*Task objective*
Set down exactly the lines that run from the line with "the green foliage" to the end of the data, and nothing else.
───
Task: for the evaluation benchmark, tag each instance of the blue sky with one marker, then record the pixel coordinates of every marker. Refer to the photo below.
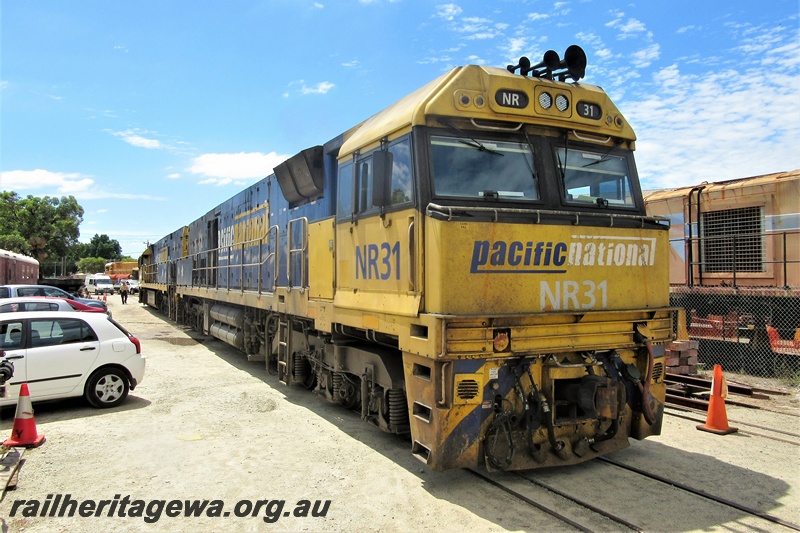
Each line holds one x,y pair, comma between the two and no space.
151,113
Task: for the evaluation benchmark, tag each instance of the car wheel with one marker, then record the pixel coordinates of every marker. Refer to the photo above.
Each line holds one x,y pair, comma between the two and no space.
107,387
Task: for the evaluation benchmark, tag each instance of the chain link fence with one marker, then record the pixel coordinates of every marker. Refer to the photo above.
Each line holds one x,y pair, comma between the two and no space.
753,330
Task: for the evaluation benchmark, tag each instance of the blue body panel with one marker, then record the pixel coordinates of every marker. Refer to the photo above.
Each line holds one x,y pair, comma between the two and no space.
231,244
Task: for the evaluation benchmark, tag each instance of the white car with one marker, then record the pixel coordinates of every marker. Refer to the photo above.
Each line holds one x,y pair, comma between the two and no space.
61,355
45,303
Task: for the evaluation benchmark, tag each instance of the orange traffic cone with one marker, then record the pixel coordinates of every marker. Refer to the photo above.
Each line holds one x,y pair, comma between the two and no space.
717,420
24,431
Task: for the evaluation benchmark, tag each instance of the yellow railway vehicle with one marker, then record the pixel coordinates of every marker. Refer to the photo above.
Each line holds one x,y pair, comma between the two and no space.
472,267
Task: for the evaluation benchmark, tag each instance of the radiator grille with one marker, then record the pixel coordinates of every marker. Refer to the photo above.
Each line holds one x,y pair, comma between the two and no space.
732,240
467,389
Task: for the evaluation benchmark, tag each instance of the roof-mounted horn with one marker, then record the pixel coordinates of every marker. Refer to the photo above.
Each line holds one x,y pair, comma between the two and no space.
573,66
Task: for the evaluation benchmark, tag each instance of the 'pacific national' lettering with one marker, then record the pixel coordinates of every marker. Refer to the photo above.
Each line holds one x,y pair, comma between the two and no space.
516,257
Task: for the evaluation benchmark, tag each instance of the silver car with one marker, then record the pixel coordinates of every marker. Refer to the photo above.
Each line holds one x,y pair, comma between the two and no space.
60,355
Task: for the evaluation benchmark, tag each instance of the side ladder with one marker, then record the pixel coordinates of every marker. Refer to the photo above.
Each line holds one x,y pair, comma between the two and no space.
284,349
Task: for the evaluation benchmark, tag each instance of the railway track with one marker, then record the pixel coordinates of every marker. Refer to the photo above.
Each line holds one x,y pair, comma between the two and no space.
700,419
588,510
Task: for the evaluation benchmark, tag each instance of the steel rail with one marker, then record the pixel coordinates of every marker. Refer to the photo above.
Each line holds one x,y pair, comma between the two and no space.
703,494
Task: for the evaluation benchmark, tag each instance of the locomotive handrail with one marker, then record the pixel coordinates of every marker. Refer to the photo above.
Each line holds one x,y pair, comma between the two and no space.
450,211
412,274
227,251
295,251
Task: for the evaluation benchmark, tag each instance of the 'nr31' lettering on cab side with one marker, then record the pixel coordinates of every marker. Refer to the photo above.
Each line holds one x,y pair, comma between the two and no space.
378,261
565,295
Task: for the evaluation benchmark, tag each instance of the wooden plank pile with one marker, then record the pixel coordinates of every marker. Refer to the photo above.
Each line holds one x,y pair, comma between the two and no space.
682,357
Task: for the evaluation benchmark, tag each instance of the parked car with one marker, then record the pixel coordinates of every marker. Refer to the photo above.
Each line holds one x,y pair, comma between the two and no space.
61,355
44,303
12,291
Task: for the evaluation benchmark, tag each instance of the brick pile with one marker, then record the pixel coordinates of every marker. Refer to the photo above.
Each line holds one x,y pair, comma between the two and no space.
682,357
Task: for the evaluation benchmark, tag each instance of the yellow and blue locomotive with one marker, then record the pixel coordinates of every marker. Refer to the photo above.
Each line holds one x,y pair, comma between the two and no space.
471,267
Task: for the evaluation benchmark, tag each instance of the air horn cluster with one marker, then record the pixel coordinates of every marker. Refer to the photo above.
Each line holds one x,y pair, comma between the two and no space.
554,68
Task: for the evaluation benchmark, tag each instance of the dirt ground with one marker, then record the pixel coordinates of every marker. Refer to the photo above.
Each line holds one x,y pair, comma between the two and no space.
206,424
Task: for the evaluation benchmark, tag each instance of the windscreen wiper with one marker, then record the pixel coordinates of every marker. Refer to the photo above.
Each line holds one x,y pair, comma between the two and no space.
605,157
475,143
469,140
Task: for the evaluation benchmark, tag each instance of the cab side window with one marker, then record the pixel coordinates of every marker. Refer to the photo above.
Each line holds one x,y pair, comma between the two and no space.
344,203
377,180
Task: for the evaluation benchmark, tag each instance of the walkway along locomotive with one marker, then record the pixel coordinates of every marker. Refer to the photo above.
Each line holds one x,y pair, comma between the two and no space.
472,266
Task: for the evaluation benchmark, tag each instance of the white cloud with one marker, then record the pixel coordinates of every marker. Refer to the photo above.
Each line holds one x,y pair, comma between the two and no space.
448,11
50,183
63,183
642,58
133,138
222,169
630,28
537,16
321,88
705,128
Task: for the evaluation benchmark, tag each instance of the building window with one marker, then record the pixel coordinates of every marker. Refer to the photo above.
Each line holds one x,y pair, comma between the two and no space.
733,240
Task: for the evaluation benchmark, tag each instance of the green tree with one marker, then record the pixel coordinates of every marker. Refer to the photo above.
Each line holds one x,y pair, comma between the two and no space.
92,265
41,227
103,246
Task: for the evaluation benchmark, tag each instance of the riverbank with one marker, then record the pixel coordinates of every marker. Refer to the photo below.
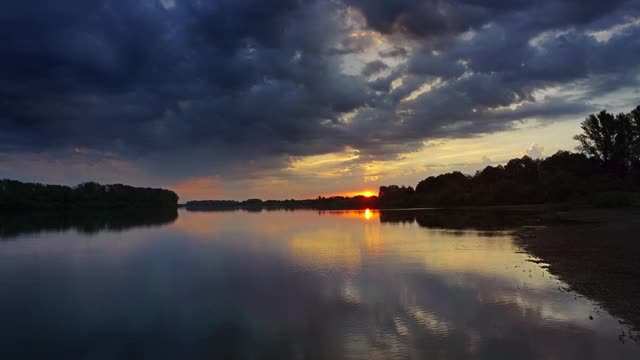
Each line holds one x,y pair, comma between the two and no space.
597,253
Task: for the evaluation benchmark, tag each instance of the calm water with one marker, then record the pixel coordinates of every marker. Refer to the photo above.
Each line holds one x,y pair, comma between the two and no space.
288,285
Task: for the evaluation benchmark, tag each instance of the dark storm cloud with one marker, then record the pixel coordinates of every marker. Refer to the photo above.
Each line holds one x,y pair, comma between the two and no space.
193,87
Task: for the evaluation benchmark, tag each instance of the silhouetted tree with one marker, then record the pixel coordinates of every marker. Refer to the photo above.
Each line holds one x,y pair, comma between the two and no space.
610,139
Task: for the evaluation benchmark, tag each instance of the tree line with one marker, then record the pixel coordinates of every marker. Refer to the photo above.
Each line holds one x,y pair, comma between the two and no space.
18,195
604,171
320,203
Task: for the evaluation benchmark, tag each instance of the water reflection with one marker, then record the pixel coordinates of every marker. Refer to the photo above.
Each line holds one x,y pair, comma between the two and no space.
14,224
292,285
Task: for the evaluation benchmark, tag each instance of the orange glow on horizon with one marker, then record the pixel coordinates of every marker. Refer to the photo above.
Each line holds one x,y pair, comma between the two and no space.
365,193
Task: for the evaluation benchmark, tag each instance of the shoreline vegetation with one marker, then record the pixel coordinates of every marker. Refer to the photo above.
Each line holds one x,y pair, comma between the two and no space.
16,195
604,173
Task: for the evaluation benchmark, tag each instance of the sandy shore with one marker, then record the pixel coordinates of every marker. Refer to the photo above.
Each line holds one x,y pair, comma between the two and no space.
597,253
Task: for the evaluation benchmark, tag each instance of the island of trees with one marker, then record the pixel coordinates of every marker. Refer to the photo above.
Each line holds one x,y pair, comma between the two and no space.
604,172
16,195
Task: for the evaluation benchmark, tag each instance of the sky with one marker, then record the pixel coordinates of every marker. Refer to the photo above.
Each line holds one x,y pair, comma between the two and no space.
236,99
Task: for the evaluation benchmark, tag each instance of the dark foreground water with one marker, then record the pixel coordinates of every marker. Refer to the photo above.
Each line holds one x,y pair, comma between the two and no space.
287,285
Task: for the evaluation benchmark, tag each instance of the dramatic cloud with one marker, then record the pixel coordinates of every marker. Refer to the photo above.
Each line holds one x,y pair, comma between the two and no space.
186,89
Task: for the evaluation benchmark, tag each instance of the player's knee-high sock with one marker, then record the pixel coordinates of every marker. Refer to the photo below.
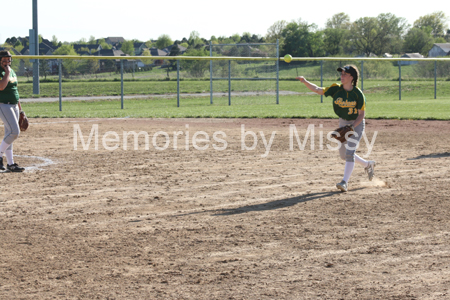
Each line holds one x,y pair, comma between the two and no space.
3,147
349,166
361,161
9,157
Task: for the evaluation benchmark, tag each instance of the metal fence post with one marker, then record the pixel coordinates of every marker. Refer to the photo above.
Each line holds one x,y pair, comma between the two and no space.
399,80
362,75
210,74
321,79
278,72
435,79
121,83
229,82
178,83
60,83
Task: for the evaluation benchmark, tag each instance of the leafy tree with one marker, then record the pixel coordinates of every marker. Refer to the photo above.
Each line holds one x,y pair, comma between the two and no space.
149,43
275,31
89,66
163,41
104,44
195,68
435,21
146,52
92,40
236,38
335,40
194,39
128,48
302,40
82,41
69,66
54,40
418,41
377,35
339,21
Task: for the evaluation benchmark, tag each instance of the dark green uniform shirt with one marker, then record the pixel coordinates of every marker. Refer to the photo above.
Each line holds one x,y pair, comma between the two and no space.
10,94
346,103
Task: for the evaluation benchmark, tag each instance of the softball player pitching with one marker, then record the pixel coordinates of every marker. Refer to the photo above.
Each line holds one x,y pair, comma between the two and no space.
349,104
9,111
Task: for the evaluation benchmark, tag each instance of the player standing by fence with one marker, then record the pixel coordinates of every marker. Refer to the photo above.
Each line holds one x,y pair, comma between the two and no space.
349,104
9,111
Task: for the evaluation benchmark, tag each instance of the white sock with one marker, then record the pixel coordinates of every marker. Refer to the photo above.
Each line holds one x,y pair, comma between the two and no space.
349,166
3,147
9,157
361,161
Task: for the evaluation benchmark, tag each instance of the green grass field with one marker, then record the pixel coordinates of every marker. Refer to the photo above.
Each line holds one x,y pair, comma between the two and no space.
417,100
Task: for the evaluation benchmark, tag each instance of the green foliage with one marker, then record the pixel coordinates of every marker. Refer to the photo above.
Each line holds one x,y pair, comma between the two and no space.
163,41
418,40
435,21
302,40
128,48
378,35
426,69
275,32
195,68
378,69
69,66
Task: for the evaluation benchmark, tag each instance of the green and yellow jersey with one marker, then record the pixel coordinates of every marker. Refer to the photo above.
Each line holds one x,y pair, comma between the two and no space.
346,103
10,94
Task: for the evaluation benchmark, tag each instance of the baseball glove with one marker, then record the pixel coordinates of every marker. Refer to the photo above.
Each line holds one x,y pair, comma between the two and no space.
341,132
23,121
───
*Result of the exercise*
Task: for the evaluation benchmark, tag each instance of the green foliage with one marker, then record the pixel coordinates of every marker. Refer to the photo above.
Each line holds one x,y pair, comma between the two and no space.
163,41
418,40
435,21
302,40
128,48
378,35
426,69
275,32
195,68
378,69
69,66
Task: for the evaluation benchmark, tag each instance of the green and yellow jersey with one marker, then record the pixel coordinates of every marker. Refer to the photo above.
Each line holds one x,y pair, comma between the two and no space.
346,103
10,94
Task: for the evaluation benchmark, tag each instance of the baseball glove with one marker, then record the pixel coordinates of every marker. Refer to the photo above.
Each line holds one x,y pair, comma between the two and no space.
341,132
23,121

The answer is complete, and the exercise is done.